* _REQUEST_
Copy out everything from the line that contains "the mountain ridge." down to the line that contains "[[387, 511]]", swapping "mountain ridge" for "mountain crest" and keeping all else unchanged. Give only those lines.
:::
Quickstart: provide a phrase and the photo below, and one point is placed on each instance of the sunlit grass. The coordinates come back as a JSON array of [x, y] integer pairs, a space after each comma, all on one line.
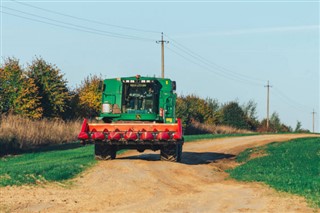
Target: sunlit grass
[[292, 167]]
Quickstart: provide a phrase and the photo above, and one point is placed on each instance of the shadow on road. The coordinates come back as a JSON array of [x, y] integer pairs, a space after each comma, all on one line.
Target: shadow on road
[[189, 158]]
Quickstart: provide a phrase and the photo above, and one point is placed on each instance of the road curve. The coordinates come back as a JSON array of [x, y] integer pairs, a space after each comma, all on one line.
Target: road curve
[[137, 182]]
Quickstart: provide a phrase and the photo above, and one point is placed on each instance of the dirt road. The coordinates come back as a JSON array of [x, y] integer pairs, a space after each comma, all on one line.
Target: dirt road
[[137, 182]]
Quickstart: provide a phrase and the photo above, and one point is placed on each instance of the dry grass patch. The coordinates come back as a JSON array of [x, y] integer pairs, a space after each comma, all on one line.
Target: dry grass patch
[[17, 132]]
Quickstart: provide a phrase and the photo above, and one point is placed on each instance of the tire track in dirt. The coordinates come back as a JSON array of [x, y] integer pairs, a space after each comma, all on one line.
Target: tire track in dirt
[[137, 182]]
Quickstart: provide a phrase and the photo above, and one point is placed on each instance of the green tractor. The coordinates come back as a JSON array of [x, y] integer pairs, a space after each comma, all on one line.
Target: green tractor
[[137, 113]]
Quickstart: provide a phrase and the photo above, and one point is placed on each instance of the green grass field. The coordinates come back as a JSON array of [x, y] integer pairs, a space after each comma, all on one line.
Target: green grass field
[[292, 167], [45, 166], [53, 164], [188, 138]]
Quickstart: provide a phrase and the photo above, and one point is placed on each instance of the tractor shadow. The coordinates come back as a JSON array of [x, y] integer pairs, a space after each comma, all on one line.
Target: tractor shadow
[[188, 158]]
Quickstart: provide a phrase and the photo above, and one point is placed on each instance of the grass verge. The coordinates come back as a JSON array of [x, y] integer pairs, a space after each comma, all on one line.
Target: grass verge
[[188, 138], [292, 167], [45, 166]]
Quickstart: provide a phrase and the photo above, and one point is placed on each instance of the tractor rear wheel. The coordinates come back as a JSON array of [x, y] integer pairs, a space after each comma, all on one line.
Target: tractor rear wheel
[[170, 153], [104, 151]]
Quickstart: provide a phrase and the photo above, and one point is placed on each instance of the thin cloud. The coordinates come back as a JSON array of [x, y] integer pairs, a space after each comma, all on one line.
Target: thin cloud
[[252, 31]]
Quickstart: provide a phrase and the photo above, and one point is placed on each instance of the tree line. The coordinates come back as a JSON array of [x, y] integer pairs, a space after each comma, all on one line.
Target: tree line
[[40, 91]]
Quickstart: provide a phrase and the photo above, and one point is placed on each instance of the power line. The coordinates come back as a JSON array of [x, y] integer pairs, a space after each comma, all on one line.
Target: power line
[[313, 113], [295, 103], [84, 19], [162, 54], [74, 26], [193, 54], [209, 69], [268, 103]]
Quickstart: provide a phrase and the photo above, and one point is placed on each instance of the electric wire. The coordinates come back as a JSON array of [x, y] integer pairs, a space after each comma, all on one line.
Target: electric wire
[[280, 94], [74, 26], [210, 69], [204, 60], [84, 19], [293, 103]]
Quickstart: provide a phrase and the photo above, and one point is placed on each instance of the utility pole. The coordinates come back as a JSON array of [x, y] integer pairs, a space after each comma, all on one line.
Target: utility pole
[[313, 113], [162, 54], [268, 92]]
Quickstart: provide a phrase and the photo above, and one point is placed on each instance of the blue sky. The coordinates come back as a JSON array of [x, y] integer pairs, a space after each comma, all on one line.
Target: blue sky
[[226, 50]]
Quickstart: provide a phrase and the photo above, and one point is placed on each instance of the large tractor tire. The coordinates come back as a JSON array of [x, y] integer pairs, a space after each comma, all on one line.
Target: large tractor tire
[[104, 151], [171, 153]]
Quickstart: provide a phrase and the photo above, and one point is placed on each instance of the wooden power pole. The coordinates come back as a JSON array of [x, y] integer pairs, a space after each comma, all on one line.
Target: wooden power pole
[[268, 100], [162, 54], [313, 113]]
:::
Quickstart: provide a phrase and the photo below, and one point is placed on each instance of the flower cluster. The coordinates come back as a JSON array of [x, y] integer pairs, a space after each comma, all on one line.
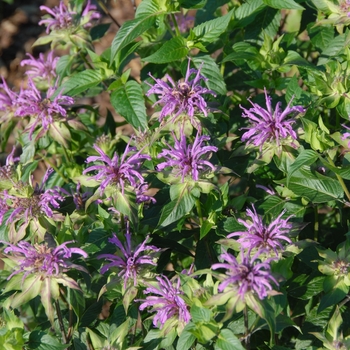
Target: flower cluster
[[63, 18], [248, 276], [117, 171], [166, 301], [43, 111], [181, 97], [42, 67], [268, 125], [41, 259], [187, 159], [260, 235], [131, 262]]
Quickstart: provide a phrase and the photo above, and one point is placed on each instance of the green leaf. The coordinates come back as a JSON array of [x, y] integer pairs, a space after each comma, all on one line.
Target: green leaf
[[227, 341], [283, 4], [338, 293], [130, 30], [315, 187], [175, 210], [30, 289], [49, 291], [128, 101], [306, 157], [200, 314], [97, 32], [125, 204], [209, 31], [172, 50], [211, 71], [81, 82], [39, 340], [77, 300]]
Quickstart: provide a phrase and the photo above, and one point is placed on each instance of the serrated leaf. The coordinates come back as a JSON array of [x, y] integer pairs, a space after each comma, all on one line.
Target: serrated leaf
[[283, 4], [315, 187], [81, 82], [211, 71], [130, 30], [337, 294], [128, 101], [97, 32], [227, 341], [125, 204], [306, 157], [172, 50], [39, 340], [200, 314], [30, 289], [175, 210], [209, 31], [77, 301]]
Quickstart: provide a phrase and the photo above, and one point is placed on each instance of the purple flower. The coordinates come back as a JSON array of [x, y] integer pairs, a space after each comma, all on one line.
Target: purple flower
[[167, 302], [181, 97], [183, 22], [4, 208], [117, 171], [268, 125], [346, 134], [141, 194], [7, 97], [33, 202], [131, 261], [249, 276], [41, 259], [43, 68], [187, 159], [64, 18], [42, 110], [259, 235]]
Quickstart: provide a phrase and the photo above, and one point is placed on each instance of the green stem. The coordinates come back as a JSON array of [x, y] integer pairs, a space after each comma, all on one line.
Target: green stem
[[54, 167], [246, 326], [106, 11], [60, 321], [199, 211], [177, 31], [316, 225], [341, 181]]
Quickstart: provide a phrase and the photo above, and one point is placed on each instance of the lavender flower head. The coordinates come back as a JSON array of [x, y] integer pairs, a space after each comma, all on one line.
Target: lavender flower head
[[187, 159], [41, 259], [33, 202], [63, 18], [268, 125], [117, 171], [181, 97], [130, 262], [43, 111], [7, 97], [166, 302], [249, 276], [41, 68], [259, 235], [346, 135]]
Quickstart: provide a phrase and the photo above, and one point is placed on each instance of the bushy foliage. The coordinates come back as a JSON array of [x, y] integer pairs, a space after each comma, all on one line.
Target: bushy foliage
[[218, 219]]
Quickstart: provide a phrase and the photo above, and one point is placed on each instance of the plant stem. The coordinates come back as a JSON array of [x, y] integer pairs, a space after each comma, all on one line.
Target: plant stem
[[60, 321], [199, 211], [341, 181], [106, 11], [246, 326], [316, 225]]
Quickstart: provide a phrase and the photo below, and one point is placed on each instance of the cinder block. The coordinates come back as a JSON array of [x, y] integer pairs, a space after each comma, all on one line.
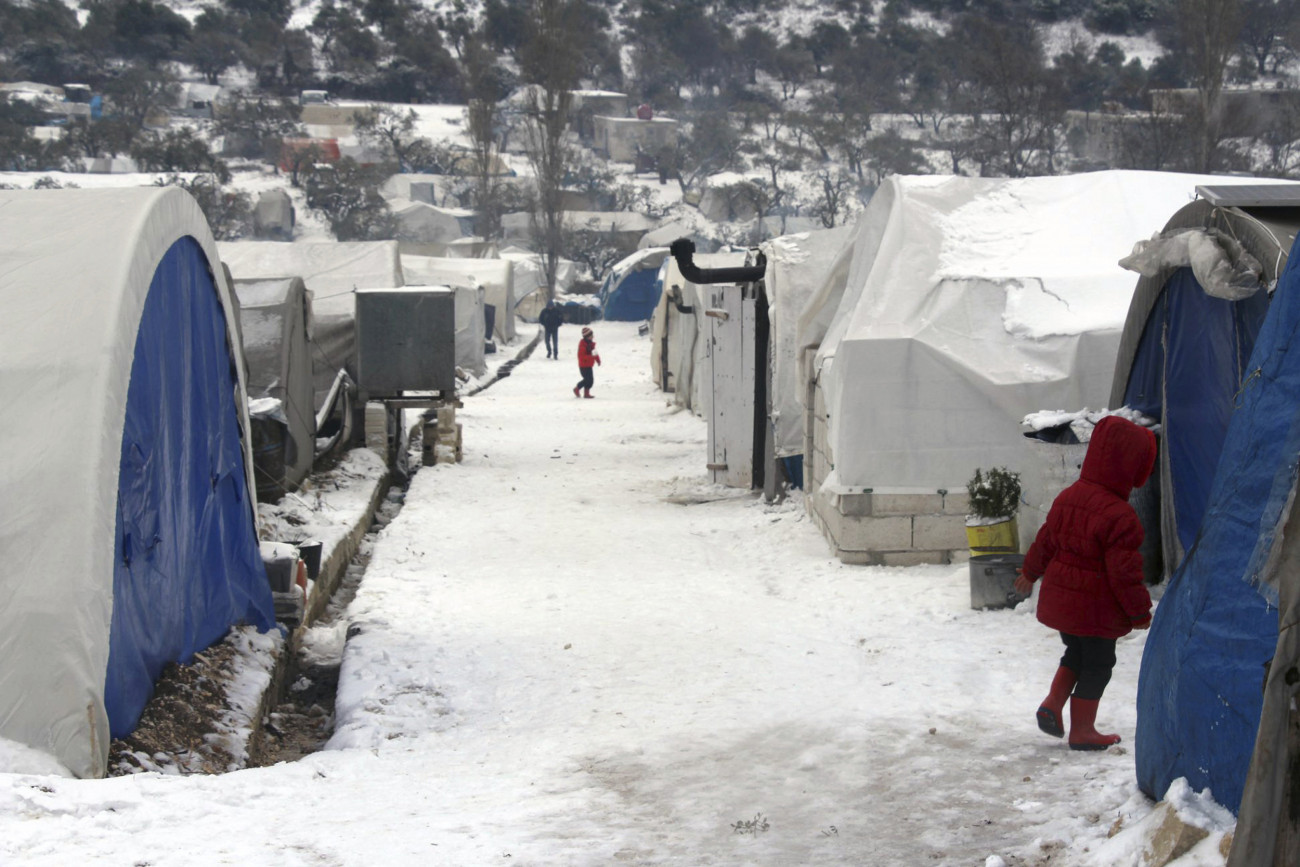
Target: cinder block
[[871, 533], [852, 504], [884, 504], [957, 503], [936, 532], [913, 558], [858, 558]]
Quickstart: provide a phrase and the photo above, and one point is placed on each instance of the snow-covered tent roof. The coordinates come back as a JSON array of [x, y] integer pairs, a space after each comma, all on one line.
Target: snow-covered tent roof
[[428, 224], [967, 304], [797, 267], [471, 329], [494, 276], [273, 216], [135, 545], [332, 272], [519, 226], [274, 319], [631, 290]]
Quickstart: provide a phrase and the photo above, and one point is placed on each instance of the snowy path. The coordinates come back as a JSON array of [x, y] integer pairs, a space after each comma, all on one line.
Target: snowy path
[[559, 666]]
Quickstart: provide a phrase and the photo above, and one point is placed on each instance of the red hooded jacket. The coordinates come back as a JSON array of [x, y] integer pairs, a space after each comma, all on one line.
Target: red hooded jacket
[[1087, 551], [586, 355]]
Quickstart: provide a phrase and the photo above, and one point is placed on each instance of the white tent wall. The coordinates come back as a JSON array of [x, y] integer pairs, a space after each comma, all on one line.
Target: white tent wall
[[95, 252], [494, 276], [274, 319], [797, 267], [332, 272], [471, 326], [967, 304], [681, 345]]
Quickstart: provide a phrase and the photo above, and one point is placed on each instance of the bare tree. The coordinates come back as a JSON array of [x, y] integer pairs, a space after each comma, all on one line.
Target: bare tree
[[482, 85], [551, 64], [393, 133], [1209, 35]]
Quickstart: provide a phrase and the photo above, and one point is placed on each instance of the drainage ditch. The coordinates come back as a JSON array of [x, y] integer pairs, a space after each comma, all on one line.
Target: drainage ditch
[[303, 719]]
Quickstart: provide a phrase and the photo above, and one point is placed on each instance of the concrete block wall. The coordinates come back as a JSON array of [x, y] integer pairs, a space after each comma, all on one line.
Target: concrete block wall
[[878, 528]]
:::
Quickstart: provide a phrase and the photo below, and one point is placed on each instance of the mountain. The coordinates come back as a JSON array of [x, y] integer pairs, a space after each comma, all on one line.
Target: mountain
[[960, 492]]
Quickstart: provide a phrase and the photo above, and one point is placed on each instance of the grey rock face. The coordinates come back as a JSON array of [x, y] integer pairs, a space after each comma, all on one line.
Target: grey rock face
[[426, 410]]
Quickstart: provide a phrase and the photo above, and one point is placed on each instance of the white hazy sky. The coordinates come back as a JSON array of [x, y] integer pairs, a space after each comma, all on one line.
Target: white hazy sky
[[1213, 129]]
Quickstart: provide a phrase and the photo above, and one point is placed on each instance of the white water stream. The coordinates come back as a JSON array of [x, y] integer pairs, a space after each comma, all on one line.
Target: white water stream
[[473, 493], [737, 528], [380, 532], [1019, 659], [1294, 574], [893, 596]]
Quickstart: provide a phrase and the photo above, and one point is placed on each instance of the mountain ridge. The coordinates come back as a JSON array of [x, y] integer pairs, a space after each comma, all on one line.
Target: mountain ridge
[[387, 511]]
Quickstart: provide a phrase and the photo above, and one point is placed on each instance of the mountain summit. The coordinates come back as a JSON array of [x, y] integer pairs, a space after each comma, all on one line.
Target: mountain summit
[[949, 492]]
:::
* _SOLUTION TO THE EXERCISE_
Quickstart: provide a phrase and the photo above, and one point is placed on each instance of the mountain crest. The coordinates come back as a JSON array of [x, y] integer pairs, a space after each comma, all on one line.
Target: mountain crest
[[387, 511]]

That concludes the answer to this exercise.